*** Opening of EXCERPTED PASSAGE ***

The slight amount of happiness I was feeling.
From having a glimpse of contentedness.
Has faded into a state of semi-darkness.
It’s not full blown.
And I have had to remind myself I’m in the middle of another fucking med change.
And it was my idea to switch it back.
So I shouldn’t bitch.
But good fuck is it taking a toll on me.
I know it’s for the better.
When one is gone.
And the other has kicked in.
In a couple of weeks things will be smoothed out again.
Because that effexor wasn’t working well.
I gave it a few years.
I gave it a good try.
But I never really felt as if it was deeply helping me.
Not nearly as much as an antidepressant should.
In my opinion.
I’ve been putting in a lot of work into myself over the past year.
Like, a lot a lot a lot of work.
So much so that it’s showing.
And I know nothing is going to cure me.
But medication should be a game changer.
It should have the ability to help me slowly, consistently change.
Not perpetuate stagnation.
That’s why there are so many kinds, right?
I need my medication to grow with me.
To aid me.
Something to cut this fucking dread and sadness.
Not to just watch it engulf me.
The transition has been difficult though.
Getting off of effexor made me feel like I had a slight flu for a couple of weeks.
It gave me a migraine when the transition first started.

*** Close of EXCERPTED PASSAGE ***
*** Opening of LISTED ENTRIES ***

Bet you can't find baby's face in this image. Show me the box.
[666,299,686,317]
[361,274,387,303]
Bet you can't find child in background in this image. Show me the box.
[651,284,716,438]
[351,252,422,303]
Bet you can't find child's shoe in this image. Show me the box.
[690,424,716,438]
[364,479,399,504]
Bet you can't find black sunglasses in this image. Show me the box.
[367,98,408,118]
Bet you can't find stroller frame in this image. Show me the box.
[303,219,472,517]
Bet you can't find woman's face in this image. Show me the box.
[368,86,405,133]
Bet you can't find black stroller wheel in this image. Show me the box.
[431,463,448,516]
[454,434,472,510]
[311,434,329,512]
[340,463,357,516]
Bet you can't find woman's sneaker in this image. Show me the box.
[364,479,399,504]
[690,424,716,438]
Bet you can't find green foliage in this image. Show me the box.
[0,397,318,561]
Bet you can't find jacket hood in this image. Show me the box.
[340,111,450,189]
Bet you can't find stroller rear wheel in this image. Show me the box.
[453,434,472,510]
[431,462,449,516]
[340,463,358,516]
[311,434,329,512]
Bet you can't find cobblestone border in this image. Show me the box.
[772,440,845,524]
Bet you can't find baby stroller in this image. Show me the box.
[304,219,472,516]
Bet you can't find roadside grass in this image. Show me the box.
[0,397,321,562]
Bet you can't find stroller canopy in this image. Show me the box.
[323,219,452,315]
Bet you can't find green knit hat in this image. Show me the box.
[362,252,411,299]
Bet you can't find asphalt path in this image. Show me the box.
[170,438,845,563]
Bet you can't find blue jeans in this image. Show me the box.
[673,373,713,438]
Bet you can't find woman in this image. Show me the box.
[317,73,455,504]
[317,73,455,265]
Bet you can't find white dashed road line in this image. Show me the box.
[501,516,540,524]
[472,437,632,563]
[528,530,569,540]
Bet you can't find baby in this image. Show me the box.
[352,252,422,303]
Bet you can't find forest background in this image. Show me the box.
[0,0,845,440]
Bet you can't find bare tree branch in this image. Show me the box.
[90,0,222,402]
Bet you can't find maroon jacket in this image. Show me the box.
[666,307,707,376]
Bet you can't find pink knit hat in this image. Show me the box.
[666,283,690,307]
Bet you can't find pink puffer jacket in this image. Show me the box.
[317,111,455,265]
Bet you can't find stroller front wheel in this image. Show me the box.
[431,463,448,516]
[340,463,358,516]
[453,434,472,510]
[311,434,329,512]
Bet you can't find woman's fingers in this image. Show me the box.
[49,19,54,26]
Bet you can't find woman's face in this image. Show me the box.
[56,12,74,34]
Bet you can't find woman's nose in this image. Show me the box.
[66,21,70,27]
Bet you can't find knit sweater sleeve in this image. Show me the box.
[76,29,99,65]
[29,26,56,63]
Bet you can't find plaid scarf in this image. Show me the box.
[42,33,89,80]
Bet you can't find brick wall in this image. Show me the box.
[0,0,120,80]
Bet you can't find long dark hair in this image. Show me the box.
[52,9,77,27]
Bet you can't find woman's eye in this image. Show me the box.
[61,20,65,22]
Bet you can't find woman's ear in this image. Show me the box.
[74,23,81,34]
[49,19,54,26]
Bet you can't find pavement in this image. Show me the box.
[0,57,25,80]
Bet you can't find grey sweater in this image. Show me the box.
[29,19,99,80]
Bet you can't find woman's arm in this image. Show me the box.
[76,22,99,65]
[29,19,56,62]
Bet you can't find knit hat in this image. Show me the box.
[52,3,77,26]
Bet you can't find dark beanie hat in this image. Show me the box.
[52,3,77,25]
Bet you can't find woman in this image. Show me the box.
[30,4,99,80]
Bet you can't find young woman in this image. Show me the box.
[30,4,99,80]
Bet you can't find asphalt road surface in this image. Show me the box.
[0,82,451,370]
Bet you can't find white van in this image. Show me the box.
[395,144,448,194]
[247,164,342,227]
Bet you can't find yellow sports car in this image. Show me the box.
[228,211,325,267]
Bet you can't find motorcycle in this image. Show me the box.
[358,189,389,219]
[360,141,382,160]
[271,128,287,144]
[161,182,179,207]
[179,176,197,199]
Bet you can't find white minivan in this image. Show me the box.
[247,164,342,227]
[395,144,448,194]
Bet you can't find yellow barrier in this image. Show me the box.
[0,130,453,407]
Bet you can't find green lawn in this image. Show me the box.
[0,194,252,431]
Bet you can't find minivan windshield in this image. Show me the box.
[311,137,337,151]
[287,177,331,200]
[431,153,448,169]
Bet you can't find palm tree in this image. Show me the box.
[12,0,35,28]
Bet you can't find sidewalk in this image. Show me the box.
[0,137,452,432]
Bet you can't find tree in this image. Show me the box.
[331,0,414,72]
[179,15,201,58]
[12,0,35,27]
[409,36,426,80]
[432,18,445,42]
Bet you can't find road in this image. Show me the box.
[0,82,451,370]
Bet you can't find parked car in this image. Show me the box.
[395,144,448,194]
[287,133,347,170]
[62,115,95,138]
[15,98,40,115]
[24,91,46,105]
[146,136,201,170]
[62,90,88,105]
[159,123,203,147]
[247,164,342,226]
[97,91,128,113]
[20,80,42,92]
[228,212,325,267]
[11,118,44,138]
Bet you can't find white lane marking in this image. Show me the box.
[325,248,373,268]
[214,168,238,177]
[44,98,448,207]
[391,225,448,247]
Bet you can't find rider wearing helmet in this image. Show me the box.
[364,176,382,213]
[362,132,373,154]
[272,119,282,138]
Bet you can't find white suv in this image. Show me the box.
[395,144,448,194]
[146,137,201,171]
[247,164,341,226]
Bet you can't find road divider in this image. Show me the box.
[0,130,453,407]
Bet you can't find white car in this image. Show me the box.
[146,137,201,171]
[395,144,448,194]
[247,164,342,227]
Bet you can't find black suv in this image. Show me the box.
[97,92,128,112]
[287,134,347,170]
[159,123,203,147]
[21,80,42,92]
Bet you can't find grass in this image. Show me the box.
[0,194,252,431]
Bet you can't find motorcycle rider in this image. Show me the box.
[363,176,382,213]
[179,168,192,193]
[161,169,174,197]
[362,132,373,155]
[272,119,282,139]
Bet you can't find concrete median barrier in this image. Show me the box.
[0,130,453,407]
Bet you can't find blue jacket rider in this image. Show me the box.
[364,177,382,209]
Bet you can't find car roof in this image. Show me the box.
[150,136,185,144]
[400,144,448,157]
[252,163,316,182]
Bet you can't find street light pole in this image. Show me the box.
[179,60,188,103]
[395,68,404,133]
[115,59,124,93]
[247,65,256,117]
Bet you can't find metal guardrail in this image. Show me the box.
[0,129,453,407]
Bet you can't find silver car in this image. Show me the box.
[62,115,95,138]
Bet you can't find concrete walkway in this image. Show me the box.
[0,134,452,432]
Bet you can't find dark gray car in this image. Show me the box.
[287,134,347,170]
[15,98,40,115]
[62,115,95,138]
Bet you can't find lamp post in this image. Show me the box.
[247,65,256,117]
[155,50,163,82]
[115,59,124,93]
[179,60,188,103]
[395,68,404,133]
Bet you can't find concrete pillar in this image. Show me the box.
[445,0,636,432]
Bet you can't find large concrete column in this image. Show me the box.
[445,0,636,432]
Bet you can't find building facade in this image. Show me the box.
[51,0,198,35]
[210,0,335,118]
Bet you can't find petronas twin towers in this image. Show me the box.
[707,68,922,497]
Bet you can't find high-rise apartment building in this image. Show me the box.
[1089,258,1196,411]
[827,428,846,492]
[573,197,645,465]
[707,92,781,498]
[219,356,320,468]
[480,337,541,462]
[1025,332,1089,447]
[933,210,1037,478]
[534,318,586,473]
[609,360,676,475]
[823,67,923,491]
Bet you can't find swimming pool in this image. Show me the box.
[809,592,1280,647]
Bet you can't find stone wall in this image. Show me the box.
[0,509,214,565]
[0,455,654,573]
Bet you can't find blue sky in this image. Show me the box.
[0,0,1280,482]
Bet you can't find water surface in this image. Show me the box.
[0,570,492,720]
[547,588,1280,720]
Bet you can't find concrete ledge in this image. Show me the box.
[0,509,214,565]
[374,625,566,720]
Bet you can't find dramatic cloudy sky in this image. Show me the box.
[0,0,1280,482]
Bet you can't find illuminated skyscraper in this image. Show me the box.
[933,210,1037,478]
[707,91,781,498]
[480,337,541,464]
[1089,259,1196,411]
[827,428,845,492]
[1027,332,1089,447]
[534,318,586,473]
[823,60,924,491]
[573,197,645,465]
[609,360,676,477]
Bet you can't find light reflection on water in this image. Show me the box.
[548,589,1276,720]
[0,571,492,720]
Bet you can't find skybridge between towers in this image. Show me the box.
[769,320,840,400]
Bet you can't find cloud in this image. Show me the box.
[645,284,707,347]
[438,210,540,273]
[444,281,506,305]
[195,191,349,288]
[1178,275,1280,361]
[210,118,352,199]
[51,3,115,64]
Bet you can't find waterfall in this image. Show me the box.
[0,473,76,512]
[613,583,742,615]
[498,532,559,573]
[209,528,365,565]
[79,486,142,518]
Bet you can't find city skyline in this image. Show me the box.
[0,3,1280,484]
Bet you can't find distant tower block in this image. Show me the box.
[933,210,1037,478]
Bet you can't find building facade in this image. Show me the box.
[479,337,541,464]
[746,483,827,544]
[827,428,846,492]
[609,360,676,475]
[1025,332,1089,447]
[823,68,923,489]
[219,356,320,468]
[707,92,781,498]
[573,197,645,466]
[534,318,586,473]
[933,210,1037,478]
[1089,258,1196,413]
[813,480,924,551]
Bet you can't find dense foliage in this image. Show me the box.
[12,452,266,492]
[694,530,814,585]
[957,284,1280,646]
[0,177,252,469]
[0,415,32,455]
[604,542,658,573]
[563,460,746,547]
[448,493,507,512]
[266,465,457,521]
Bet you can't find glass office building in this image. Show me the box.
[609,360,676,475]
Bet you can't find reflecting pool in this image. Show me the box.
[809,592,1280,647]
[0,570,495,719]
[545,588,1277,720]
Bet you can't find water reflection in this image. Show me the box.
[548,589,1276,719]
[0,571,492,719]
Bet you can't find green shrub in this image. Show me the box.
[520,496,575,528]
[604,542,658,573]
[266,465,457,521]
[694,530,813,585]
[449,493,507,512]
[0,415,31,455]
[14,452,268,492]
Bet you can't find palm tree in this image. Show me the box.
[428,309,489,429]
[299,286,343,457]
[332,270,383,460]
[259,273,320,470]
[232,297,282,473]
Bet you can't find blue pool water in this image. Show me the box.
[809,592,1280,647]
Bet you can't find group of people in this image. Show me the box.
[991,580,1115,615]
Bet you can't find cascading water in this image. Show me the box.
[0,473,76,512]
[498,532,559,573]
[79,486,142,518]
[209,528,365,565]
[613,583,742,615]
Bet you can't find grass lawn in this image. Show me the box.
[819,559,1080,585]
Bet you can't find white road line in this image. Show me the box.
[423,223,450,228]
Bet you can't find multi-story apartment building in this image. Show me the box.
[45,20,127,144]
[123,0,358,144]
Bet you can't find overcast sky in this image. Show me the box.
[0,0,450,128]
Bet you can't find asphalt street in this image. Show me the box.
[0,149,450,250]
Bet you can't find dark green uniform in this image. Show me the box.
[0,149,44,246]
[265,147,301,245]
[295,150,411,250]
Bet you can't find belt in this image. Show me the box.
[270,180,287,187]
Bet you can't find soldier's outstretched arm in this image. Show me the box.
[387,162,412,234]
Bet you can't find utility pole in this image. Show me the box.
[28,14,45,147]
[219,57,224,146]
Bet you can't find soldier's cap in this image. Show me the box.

*** Close of LISTED ENTRIES ***

PROBLEM 1: Based on the medication post, is each of these statements correct? Answer yes or no for each one, and quote the exact words from the text that decide it. (a) The writer took effexor for a few years. (b) Someone other than the writer proposed switching the medication back. (c) Coming off effexor felt like a slight flu for a couple of weeks.
PROBLEM 2: Reproduce the medication post word for word, from "It should have" up to and including "grow with me.".
The listing is separate material with no connection to the medication post.

ANSWER BOX 1:
(a) Yes: "I gave it a few years."
(b) No: "And it was my idea to switch it back."
(c) Yes: "Getting off of effexor made me feel like I had a slight flu for a couple of weeks."

ANSWER BOX 2:
It should have the ability to help me slowly, consistently change.
Not perpetuate stagnation.
That’s why there are so many kinds, right?
I need my medication to grow with me.